## Work instructions
State how many of the lines below contain the word "blanket". Reply with the number alone.

## Data for this exercise
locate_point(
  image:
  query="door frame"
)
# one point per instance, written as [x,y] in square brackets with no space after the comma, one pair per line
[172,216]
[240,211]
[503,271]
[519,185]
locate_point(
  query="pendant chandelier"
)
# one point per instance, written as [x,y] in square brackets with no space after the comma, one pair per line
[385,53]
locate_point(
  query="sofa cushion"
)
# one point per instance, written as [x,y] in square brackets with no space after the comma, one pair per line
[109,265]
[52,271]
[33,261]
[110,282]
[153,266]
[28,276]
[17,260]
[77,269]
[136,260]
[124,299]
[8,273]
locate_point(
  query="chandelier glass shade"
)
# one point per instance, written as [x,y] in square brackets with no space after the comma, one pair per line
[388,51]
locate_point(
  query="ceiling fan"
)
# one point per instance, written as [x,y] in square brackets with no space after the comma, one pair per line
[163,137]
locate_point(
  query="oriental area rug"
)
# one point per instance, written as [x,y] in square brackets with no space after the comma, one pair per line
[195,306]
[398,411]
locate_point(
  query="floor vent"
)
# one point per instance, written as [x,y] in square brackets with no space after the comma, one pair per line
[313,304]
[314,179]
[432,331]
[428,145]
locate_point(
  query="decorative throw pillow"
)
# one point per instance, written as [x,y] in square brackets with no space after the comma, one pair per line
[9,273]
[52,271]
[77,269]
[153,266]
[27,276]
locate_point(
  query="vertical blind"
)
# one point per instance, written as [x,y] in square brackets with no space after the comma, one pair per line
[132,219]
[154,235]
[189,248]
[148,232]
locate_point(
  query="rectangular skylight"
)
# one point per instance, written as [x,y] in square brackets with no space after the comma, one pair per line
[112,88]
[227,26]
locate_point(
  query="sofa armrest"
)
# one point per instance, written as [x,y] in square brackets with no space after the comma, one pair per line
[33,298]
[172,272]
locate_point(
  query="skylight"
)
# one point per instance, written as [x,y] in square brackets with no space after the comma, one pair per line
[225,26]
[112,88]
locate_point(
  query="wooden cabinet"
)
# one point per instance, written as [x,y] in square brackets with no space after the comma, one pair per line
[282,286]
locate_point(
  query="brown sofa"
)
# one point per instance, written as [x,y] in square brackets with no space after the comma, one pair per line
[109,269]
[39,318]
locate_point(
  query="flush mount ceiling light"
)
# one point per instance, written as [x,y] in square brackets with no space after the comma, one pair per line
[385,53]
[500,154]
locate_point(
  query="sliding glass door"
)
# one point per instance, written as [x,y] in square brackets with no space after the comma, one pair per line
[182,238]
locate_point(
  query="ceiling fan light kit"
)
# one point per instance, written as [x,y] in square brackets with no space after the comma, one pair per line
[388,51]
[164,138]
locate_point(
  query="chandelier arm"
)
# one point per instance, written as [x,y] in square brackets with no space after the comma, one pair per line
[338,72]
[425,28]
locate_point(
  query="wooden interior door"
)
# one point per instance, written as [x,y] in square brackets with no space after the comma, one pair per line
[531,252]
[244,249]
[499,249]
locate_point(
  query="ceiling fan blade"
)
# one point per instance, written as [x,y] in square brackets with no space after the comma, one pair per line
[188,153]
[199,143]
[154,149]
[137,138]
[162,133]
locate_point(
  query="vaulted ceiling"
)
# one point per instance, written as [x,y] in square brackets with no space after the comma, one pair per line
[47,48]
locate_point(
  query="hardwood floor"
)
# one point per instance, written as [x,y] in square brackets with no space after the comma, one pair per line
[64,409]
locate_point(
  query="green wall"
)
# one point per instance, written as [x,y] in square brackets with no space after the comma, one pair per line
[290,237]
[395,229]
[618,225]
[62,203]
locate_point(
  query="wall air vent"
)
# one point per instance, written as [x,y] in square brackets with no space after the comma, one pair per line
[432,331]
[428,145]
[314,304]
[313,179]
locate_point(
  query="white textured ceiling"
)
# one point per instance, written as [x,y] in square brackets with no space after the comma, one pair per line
--
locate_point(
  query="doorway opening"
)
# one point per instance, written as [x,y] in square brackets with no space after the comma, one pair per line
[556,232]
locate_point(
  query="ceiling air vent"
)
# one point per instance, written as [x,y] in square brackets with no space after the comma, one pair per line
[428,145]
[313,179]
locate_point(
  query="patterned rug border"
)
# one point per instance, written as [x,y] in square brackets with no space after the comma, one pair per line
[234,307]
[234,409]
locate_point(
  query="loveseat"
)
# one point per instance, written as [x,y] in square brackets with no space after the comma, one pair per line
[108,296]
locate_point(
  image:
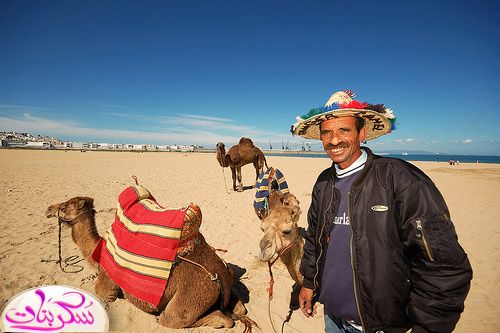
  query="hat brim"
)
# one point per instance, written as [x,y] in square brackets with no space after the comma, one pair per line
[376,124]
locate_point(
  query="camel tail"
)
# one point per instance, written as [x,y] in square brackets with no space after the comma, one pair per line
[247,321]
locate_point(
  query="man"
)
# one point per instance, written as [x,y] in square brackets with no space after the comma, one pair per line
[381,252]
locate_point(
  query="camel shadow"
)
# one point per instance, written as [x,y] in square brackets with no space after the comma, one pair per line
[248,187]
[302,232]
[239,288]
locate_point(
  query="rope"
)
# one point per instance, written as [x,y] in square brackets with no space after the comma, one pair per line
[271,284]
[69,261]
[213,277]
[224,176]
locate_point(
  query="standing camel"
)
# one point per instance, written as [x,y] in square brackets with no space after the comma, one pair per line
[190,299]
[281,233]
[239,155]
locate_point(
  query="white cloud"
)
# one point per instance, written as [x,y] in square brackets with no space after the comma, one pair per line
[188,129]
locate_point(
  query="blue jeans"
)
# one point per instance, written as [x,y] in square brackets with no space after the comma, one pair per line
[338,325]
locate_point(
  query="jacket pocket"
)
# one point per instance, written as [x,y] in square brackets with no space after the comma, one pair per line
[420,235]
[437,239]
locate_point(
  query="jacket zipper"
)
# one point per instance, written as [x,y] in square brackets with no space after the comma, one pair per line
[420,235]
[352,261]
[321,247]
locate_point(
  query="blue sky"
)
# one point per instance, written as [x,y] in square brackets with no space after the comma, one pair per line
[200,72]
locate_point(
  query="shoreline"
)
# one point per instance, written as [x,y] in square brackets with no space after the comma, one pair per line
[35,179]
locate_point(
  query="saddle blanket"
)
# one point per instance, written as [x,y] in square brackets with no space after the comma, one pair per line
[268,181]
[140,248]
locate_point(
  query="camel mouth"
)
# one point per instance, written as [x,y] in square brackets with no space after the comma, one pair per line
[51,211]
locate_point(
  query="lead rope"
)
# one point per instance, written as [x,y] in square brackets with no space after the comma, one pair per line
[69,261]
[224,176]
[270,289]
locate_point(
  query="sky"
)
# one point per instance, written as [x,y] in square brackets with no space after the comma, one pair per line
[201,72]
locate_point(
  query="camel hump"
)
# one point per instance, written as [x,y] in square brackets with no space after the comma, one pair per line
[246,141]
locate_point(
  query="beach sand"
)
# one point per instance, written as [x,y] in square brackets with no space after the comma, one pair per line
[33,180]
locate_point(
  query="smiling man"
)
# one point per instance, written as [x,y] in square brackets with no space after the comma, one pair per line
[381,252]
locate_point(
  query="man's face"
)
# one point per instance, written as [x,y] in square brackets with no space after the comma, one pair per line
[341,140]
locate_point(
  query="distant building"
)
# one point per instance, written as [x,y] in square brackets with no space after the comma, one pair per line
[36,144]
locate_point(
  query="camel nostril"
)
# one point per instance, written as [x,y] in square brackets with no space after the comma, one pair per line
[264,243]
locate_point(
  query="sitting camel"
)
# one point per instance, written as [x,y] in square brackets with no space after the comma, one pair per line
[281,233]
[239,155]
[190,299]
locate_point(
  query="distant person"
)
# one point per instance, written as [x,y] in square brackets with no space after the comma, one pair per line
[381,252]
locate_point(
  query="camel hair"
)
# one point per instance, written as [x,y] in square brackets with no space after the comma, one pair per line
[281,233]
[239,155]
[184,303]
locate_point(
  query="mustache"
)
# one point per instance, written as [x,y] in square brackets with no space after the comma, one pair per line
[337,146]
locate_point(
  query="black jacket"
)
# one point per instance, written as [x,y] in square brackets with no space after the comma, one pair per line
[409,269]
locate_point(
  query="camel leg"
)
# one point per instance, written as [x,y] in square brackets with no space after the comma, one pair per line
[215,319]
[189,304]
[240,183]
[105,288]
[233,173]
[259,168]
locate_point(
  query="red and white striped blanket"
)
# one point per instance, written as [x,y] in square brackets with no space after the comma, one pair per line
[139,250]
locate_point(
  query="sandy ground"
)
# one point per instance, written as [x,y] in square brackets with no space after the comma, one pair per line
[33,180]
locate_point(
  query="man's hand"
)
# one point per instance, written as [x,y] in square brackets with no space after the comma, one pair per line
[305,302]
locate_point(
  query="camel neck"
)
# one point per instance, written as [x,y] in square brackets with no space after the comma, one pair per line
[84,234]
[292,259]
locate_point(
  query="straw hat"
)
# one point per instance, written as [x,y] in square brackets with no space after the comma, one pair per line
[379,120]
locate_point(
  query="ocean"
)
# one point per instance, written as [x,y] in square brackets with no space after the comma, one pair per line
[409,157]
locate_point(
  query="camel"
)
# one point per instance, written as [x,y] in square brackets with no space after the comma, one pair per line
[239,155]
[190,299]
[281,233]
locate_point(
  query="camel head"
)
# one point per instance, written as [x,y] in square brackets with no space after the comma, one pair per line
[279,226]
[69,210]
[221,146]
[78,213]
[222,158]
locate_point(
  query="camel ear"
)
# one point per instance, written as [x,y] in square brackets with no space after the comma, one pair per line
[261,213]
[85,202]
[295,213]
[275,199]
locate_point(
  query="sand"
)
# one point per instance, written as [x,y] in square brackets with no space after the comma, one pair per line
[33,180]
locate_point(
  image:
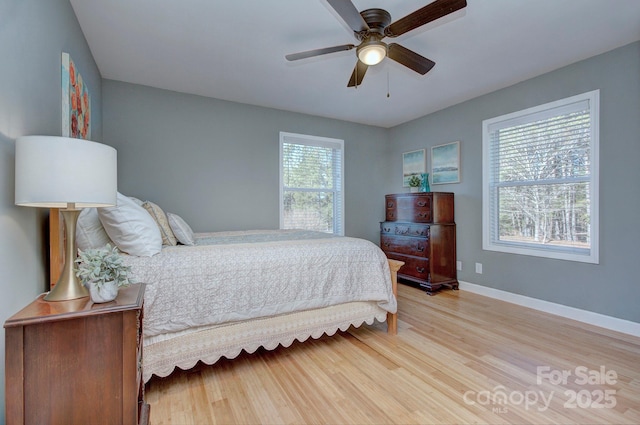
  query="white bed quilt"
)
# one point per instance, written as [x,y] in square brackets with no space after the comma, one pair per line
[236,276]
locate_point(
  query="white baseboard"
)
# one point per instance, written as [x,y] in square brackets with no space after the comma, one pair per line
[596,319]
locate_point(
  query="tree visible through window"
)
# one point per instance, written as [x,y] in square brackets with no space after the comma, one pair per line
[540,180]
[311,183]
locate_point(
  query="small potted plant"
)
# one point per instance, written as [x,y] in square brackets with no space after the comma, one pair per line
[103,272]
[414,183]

## Response for this exercise
2